WORK INSTRUCTIONS:
Extract every line of the entries below and reproduce each one without any change.

─── STORED ROWS ───

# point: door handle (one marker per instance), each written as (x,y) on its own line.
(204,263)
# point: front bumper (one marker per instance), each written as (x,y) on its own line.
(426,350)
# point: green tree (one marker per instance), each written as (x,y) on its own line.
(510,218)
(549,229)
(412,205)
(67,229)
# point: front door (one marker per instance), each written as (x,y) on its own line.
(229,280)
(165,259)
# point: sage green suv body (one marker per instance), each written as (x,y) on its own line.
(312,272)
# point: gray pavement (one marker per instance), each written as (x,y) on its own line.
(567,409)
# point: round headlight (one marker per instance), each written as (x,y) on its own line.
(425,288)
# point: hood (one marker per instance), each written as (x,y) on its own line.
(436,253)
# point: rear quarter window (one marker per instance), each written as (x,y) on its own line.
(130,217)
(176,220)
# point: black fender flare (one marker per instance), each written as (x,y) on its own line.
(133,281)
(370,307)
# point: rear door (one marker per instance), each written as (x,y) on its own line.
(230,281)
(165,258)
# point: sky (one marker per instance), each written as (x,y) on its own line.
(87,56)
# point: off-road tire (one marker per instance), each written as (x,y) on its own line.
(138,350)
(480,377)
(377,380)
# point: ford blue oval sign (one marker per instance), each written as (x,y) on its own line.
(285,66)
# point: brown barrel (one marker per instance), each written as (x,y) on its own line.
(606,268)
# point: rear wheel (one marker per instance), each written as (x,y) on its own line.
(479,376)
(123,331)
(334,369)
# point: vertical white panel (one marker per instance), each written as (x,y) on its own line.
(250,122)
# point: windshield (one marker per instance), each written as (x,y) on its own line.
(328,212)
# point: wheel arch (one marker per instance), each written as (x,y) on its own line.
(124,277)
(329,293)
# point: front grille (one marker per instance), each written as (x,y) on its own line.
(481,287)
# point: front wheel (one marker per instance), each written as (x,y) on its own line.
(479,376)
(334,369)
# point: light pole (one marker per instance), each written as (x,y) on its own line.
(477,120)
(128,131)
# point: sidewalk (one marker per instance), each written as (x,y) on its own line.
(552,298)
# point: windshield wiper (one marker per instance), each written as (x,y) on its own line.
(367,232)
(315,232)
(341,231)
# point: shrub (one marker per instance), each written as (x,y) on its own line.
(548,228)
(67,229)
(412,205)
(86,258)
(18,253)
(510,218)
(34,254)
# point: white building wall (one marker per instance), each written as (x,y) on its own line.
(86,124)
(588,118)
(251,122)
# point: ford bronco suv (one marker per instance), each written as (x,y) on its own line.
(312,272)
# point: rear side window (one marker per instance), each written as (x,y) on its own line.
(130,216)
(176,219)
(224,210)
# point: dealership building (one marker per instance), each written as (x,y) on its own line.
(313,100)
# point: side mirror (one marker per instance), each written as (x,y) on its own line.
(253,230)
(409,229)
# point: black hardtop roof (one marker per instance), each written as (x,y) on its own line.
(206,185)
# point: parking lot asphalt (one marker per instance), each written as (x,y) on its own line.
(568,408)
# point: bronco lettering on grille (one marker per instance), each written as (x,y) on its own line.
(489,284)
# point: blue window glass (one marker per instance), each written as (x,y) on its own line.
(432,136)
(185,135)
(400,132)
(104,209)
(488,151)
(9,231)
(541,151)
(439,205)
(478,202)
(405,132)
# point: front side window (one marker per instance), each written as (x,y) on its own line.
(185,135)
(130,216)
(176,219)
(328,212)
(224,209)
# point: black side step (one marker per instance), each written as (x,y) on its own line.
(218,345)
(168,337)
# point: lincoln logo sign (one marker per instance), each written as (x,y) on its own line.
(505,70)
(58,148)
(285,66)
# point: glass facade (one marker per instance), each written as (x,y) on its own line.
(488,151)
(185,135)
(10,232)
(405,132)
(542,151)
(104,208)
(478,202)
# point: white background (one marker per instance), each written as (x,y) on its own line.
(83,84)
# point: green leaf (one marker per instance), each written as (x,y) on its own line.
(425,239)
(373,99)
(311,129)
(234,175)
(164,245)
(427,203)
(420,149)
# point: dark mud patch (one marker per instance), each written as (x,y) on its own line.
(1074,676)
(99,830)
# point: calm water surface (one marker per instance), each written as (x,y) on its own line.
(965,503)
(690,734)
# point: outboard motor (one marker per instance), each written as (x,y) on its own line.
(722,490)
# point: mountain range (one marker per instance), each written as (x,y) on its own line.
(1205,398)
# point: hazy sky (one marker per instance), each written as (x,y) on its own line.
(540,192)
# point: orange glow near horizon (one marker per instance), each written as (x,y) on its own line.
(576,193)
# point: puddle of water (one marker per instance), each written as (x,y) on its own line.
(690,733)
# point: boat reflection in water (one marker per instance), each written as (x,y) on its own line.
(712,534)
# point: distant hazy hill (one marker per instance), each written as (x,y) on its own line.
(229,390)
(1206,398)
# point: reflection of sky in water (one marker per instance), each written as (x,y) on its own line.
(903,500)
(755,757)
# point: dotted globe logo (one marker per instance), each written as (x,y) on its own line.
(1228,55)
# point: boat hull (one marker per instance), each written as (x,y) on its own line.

───

COMPLETE RESPONSE:
# point: door handle (one marker per instance), each written as (x,y) on its own line.
(204,263)
# point: front bumper (one marker per instance), each written as (x,y) on its own line.
(426,350)
# point: green tree (one marker per instance), each written as (x,y) on its own line.
(510,218)
(549,229)
(412,205)
(67,229)
# point: front door (one marker per instance), each written as (x,y) on its own line.
(229,280)
(165,259)
# point: sage green suv body (one marker per instance), each written as (x,y) on its own line.
(312,272)
# point: gray pavement (one marker per instance), each written as (x,y) on its own line.
(567,409)
# point: round headlight (one marker per instance), each written as (x,y) on its own line.
(425,288)
# point: hood (one marker per instance), each written as (x,y) on its own line.
(436,253)
# point: rear quarter window (one marker per instance), each written as (x,y) on its own line.
(130,217)
(176,220)
# point: black fender flare (one marker per instance), each written as (x,y) on its own line.
(133,281)
(370,307)
# point: rear door (one marker per instance), each written as (x,y) on its own line.
(230,281)
(165,258)
# point: sky (one marker per instance), each written as (x,y) on its own line.
(87,56)
# point: off-road tire (one marker per instance), each written as (x,y) on its own line.
(138,350)
(480,377)
(377,380)
# point: ford blue oval sign (one marker per instance), each written as (x,y) on its own line.
(285,66)
# point: brown barrel (one marker per instance), each written as (x,y) on its own line.
(606,268)
# point: rear wheel (one marker per instance), each written as (x,y) on its own line.
(479,376)
(123,331)
(334,369)
# point: vertical white panel (one marker per instance), each written as (x,y) on its own line.
(250,122)
# point: windshield (one marker per instance), each written as (x,y) on its own line.
(328,212)
# point: wheel arch (one marker per instance), each written as (x,y) on its own line.
(124,277)
(329,293)
# point: front grille (one marker per instance), each written as (x,y) on its own line.
(481,287)
# point: front wheel (one marker per instance), each written as (x,y) on its own line.
(479,376)
(334,369)
# point: light pole (one marker per instance), each written as (x,y) on its own line.
(477,120)
(128,131)
# point: sidewalk (one marker per instance), each written as (x,y) on its own line.
(552,298)
# point: windshield wiper (one marker per instance), each written as (x,y) on its own line.
(367,232)
(315,232)
(341,231)
# point: shrub (one marker per instance), each written as (x,y) on its own line.
(548,228)
(67,229)
(412,205)
(86,258)
(18,253)
(510,218)
(34,254)
# point: white building wall (one marker per instance), each written as (x,y) on its own line.
(86,124)
(588,118)
(251,122)
# point: ford bronco suv (one marker per instance), each written as (x,y) on its own line.
(312,272)
# point: rear side window (one marker per instance), each written as (x,y) on its own line.
(130,216)
(176,219)
(224,210)
# point: dealership building (one marker per instance), each written as (x,y) on its own line.
(313,100)
# point: side mirror (one marker per instance), each written as (x,y) on its own line.
(253,230)
(409,229)
# point: black hardtop roof (one marker per instance), each written as (x,y) on its own line.
(206,185)
# point: parking lot asphalt (one marker per instance), each written as (x,y) on its own line.
(568,408)
# point: bronco lettering on grille (one marker per instance), each written as (x,y) on its own line.
(489,284)
# point: blue window glass (one marker per instance), each written as (x,y) on its own line.
(432,136)
(185,135)
(400,132)
(104,209)
(488,151)
(9,231)
(541,151)
(439,205)
(478,202)
(405,132)
# point: front side window (one marker per instance), each written as (x,y) on its own line.
(185,135)
(130,216)
(176,219)
(328,212)
(224,209)
# point: black side step (one marker per instance), each written as (x,y) on its own line.
(218,345)
(168,337)
# point: lincoln logo sign (one marker per instance), each written as (x,y) on its own line.
(505,70)
(58,148)
(285,66)
# point: glass facade (one marker per instance), each written as (x,y) on its own line.
(488,151)
(185,135)
(10,232)
(405,132)
(542,151)
(104,208)
(478,202)
# point: white background (one marker per instance), each written as (x,y) on its own line.
(83,84)
# point: green leaf (one marker per instance), each written as (x,y) on its own line.
(425,239)
(373,99)
(311,129)
(234,175)
(164,245)
(427,203)
(420,149)
# point: dark mud patch (one marker per instance), each written as (x,y) on its own line.
(1074,676)
(99,830)
# point: calm water surface (one marker per instance), each written as (x,y) on its own line.
(965,503)
(690,734)
# point: outboard motor (one marker per instance), each written as (x,y) on its own line.
(722,490)
# point: mountain range (one marker per instance), each written as (x,y) on its own line.
(1205,398)
# point: hazy sky (one marker per instance), each written as (x,y) on its own line.
(540,192)
# point: orange glow near horizon (one marker per instance), each written as (x,y) on its own line.
(576,193)
# point: puddle of water (one marker per instance), each written as (x,y) on its own line.
(690,733)
# point: boat reflection in water (one marker per instance), each written as (x,y) on its own line.
(712,534)
# point: distant hazy hill (one marker per instance), each written as (x,y) on its own line.
(229,390)
(1206,398)
# point: reflection of sky in water (one marker per instance), each written as (x,y) on its own line.
(903,500)
(755,757)
# point: dotted globe logo (one marker per instance), each written as (x,y) on its own line.
(1228,55)
# point: boat hull (one marker per instance), each written as (x,y) on its own line.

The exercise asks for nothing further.